:: Task brief ::
Rewrite the items from the start through the line containing "(1086, 670)", both ends included, keeping the wording of every line as is. Scale each coordinate in the answers by 0.8, round to whole numbers with halves rounded up, and leave the pictures out.

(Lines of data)
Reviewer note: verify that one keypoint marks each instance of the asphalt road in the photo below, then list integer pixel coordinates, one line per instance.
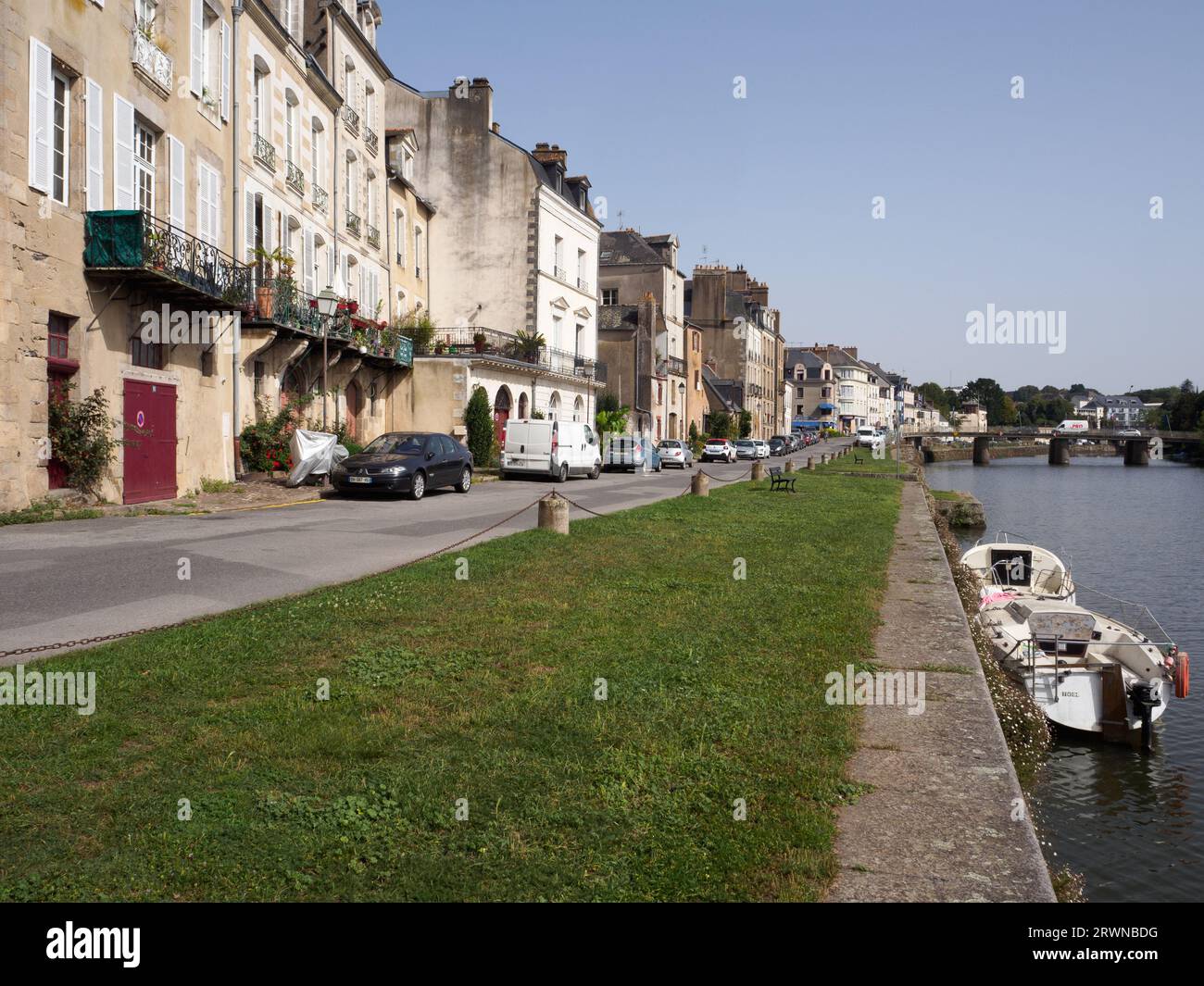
(68, 580)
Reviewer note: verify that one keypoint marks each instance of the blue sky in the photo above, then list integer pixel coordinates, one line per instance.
(1035, 204)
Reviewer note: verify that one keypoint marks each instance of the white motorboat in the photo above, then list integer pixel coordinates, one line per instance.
(1086, 670)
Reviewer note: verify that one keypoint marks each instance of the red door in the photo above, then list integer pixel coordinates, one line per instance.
(149, 426)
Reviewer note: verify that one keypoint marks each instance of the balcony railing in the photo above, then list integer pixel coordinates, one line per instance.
(128, 241)
(504, 345)
(152, 60)
(295, 179)
(264, 152)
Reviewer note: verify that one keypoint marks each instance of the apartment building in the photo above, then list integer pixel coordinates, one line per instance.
(514, 301)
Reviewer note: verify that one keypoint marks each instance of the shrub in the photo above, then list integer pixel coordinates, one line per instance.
(82, 438)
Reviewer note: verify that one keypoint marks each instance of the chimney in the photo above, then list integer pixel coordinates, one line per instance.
(550, 155)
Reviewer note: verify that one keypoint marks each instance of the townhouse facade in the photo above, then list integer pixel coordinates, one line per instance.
(742, 341)
(631, 268)
(514, 304)
(173, 191)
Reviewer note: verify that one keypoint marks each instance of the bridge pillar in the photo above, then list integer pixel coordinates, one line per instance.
(1136, 452)
(983, 450)
(1060, 452)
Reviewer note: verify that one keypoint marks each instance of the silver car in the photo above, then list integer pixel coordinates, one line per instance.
(675, 453)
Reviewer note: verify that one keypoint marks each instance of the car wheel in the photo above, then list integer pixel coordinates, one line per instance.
(418, 486)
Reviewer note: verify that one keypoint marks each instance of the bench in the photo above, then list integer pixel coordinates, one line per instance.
(779, 481)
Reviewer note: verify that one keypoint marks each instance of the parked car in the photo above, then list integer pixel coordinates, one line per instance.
(719, 450)
(557, 449)
(631, 452)
(406, 461)
(674, 452)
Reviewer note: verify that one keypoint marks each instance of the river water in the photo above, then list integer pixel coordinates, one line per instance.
(1131, 822)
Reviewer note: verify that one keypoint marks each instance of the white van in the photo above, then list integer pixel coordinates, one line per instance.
(550, 448)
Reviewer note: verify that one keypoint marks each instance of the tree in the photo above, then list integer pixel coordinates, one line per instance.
(721, 425)
(478, 418)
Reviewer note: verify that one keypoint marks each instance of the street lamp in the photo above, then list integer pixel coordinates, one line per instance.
(328, 304)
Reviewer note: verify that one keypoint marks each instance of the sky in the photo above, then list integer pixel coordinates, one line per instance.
(1035, 204)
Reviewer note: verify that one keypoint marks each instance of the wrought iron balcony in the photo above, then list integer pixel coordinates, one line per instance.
(264, 152)
(152, 60)
(295, 179)
(140, 248)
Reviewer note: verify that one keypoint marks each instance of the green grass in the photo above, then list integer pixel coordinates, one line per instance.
(41, 511)
(481, 689)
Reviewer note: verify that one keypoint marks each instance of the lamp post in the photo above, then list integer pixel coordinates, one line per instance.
(683, 428)
(328, 304)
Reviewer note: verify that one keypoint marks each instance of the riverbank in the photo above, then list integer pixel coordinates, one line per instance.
(636, 712)
(944, 818)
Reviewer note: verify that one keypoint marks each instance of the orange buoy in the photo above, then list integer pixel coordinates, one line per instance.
(1181, 674)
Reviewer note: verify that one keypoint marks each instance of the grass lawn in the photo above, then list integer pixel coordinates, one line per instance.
(481, 689)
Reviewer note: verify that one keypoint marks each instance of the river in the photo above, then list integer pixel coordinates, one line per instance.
(1131, 822)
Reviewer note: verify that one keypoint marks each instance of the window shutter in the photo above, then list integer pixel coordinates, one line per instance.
(197, 34)
(249, 229)
(307, 261)
(225, 71)
(203, 203)
(123, 153)
(95, 137)
(40, 120)
(177, 207)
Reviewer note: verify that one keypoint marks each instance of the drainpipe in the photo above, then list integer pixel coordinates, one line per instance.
(235, 368)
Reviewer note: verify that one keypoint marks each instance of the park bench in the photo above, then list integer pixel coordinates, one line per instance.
(779, 481)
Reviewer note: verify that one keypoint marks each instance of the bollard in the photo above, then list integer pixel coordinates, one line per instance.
(554, 513)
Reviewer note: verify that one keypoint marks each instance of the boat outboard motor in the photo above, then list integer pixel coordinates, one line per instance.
(1145, 698)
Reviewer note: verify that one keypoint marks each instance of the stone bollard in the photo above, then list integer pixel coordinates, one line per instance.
(554, 513)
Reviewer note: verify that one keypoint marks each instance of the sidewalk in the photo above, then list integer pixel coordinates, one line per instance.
(937, 824)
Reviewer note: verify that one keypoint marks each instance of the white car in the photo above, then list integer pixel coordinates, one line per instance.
(537, 447)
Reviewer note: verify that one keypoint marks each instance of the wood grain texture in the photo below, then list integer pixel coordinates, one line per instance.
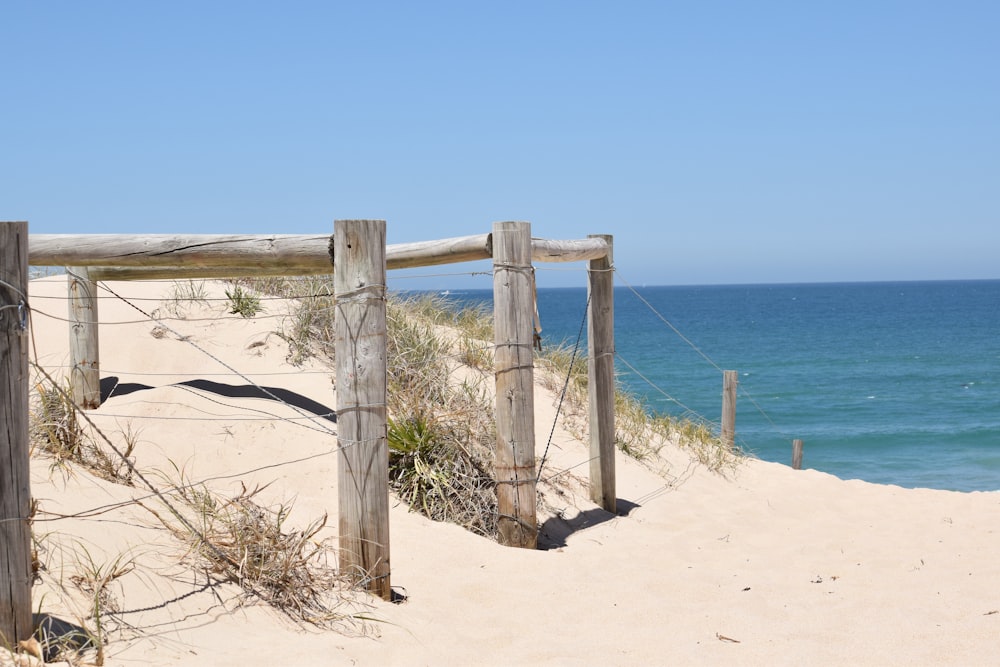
(513, 303)
(601, 378)
(360, 352)
(84, 355)
(15, 491)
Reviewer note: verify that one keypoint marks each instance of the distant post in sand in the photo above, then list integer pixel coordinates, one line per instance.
(363, 451)
(15, 491)
(84, 356)
(729, 383)
(513, 314)
(601, 378)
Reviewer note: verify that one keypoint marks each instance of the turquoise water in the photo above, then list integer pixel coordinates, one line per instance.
(895, 383)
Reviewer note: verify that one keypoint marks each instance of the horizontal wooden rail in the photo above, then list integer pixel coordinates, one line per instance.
(159, 256)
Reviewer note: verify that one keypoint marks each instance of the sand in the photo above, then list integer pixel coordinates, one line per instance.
(756, 565)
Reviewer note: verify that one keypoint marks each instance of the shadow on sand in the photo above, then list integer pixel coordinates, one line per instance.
(111, 387)
(553, 533)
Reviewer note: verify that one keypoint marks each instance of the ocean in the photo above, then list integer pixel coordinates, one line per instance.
(890, 382)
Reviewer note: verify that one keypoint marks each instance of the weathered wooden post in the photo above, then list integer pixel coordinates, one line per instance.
(796, 454)
(513, 314)
(601, 378)
(729, 382)
(360, 349)
(84, 357)
(15, 491)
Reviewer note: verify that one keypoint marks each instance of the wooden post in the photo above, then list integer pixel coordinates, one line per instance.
(84, 358)
(797, 454)
(360, 350)
(513, 314)
(15, 492)
(729, 382)
(601, 378)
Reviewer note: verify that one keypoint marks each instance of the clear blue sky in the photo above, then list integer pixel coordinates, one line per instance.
(719, 142)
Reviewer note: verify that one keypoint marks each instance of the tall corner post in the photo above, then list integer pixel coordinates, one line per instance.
(513, 313)
(84, 355)
(15, 487)
(601, 377)
(359, 274)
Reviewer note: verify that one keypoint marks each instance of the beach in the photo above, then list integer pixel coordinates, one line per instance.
(754, 564)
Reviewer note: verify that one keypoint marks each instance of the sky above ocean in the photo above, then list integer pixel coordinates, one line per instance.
(719, 142)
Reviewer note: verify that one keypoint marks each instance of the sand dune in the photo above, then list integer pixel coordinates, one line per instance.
(759, 565)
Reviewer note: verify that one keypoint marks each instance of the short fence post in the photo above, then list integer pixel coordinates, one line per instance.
(360, 349)
(797, 454)
(513, 311)
(15, 491)
(601, 378)
(729, 382)
(84, 355)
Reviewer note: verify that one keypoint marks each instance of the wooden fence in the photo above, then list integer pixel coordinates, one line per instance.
(358, 258)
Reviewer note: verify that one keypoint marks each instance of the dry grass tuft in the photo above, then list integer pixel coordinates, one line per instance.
(246, 543)
(55, 429)
(441, 431)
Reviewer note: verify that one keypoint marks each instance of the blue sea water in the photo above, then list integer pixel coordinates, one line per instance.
(894, 383)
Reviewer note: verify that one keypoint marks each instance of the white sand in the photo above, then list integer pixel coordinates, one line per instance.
(764, 565)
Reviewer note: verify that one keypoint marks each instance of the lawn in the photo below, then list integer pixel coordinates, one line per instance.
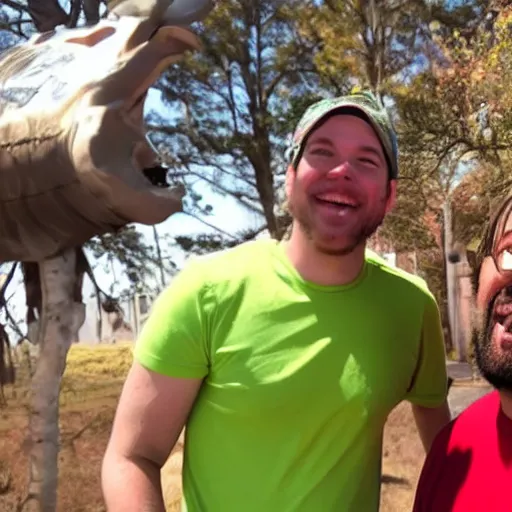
(90, 389)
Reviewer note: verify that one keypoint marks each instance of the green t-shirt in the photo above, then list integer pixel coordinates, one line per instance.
(298, 378)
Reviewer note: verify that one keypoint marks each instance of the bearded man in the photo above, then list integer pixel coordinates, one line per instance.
(470, 465)
(284, 359)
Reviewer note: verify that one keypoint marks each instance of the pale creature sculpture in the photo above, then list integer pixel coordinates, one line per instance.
(75, 162)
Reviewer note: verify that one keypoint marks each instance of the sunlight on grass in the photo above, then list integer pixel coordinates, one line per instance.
(94, 372)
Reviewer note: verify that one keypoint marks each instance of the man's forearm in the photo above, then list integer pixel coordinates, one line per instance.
(131, 485)
(429, 421)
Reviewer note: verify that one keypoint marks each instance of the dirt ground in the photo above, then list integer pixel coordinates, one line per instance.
(91, 387)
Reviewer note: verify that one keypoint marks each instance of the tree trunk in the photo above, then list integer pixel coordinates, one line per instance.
(60, 320)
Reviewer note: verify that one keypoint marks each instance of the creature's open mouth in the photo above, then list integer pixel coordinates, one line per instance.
(165, 45)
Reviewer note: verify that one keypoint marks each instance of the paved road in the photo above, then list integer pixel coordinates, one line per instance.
(458, 370)
(461, 396)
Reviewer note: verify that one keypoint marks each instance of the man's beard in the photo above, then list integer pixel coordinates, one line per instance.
(365, 230)
(494, 366)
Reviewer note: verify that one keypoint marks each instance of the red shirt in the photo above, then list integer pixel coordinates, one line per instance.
(469, 467)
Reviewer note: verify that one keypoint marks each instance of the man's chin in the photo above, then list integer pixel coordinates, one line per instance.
(493, 352)
(337, 246)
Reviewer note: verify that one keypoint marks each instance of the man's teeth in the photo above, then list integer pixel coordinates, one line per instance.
(506, 260)
(338, 199)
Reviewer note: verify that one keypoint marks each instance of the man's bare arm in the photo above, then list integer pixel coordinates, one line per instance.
(429, 421)
(151, 414)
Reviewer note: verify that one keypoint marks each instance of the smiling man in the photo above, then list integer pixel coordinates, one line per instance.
(470, 465)
(284, 359)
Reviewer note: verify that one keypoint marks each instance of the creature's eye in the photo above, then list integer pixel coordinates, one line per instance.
(506, 260)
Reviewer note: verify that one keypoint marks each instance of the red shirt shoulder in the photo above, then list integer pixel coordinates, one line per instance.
(469, 467)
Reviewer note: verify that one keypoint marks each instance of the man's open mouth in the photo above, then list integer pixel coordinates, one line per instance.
(335, 199)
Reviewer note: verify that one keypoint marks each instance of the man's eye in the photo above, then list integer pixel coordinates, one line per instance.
(368, 161)
(322, 152)
(506, 260)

:: The result ::
Reviewer note: verify that one keypoint marks each instance of the asphalt road in the photo below, then list integer pixel coordinates, one line per instance.
(54, 464)
Reviewer note: verify that one keypoint marks each instance of the blue sky in the photo above, then list integer pixel coordinates, one line per instance.
(828, 163)
Reviewer note: verify that one keypoint marks each instance of the white motorboat in the photo above, then list integer pixel coordinates, one line per instance.
(869, 536)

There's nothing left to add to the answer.